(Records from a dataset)
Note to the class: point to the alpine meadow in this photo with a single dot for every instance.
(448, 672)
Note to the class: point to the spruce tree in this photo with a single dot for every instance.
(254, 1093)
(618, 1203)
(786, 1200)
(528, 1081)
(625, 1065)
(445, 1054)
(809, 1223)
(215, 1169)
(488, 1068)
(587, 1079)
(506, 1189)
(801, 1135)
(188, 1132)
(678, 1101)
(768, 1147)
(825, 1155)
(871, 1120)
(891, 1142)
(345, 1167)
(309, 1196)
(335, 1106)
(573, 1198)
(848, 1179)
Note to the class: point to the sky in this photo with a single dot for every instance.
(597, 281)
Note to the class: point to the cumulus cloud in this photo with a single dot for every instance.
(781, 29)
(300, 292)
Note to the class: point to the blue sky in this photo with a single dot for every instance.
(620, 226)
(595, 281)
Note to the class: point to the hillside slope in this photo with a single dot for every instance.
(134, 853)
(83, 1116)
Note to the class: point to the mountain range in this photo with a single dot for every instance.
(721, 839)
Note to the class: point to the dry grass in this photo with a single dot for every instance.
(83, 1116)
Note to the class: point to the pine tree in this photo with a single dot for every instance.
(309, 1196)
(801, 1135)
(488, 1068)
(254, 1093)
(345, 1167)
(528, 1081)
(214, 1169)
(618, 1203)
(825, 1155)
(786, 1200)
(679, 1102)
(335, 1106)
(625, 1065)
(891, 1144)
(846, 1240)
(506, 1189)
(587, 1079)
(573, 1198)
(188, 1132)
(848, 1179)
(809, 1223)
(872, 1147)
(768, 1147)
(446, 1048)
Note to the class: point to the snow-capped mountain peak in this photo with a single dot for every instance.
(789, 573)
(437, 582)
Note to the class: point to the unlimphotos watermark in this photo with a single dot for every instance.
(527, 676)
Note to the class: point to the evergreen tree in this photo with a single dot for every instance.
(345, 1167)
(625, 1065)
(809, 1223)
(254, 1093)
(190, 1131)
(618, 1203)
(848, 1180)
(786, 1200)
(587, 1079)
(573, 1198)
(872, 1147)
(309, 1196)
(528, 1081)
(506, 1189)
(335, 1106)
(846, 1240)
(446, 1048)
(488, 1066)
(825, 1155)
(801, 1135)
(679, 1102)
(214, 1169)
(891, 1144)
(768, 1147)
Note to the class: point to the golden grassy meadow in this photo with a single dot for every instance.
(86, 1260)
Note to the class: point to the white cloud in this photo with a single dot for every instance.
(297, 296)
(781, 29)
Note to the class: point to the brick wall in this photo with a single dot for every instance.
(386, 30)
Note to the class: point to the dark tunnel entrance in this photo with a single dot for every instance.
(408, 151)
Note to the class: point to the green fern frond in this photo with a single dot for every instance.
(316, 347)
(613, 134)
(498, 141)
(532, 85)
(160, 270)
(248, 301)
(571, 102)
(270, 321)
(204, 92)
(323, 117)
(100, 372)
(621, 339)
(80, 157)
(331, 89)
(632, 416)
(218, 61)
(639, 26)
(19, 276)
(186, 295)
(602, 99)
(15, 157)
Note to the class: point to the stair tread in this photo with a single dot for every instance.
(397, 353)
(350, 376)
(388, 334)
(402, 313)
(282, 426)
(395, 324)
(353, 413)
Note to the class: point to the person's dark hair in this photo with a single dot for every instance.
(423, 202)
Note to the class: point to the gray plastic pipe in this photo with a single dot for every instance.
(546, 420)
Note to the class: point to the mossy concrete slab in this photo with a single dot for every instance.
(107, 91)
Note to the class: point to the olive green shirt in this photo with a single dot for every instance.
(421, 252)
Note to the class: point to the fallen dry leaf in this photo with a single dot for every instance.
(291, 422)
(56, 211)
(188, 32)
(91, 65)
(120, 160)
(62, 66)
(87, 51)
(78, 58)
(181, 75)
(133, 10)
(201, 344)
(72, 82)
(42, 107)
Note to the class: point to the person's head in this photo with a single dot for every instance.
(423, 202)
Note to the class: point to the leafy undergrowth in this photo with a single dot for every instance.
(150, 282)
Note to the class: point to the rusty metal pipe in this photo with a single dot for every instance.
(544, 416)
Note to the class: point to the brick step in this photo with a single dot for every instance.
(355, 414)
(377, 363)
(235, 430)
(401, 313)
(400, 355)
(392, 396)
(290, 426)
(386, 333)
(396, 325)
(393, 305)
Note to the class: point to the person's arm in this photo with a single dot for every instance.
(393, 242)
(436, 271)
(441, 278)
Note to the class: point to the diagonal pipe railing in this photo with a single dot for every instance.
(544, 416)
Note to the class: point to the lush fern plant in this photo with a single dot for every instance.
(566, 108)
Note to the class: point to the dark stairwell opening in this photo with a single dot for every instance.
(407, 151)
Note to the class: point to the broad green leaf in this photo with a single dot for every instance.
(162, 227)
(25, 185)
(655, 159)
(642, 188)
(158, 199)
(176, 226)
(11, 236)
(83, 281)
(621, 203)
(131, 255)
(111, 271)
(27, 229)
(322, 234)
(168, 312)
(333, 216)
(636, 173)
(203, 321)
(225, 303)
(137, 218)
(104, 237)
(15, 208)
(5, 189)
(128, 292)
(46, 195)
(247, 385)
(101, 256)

• Task description: Rescale everything from the line containing "Note to the class: point to the person's head" down to the end of the material, writing all those lines out again, requests included, with each coordinate in the answers multiplied by 1.4 and rounded to the nearest whole number, halves rounded up.

• Response to the exercise:
Note to the class: point to the person's head in this photo with a single dot for every instance.
(592, 283)
Note to the class: point to the leafy undergrowth in this photo with a single dot for every instance.
(210, 395)
Note to the class: point to the rusty metal pipe in this photo with a single dot for every instance.
(762, 582)
Note to the class: point to the brick step in this photo with a single dot for every instance.
(497, 580)
(528, 508)
(329, 602)
(561, 438)
(560, 497)
(549, 554)
(406, 596)
(540, 466)
(554, 455)
(550, 427)
Note to the class: point to the person's arm in this photo with a single dot for every instance.
(550, 339)
(610, 379)
(617, 389)
Note to the class: point to the diagonal pipe railing in this photo with a single dot for every instance.
(762, 582)
Note to the class: point to the lush fern plant in this photo with a single dot for every instance.
(792, 151)
Note to the class: point to the dark stairwell opening in this photo with a single dot for every instance.
(570, 211)
Note to the class: point to the broad green leaf in this photo with a single dot for every instance.
(227, 318)
(35, 259)
(917, 223)
(899, 263)
(221, 279)
(246, 316)
(15, 330)
(116, 393)
(869, 284)
(183, 357)
(155, 379)
(38, 321)
(451, 328)
(235, 437)
(466, 302)
(890, 242)
(284, 449)
(315, 424)
(192, 305)
(146, 332)
(21, 291)
(7, 265)
(179, 409)
(64, 273)
(346, 539)
(141, 358)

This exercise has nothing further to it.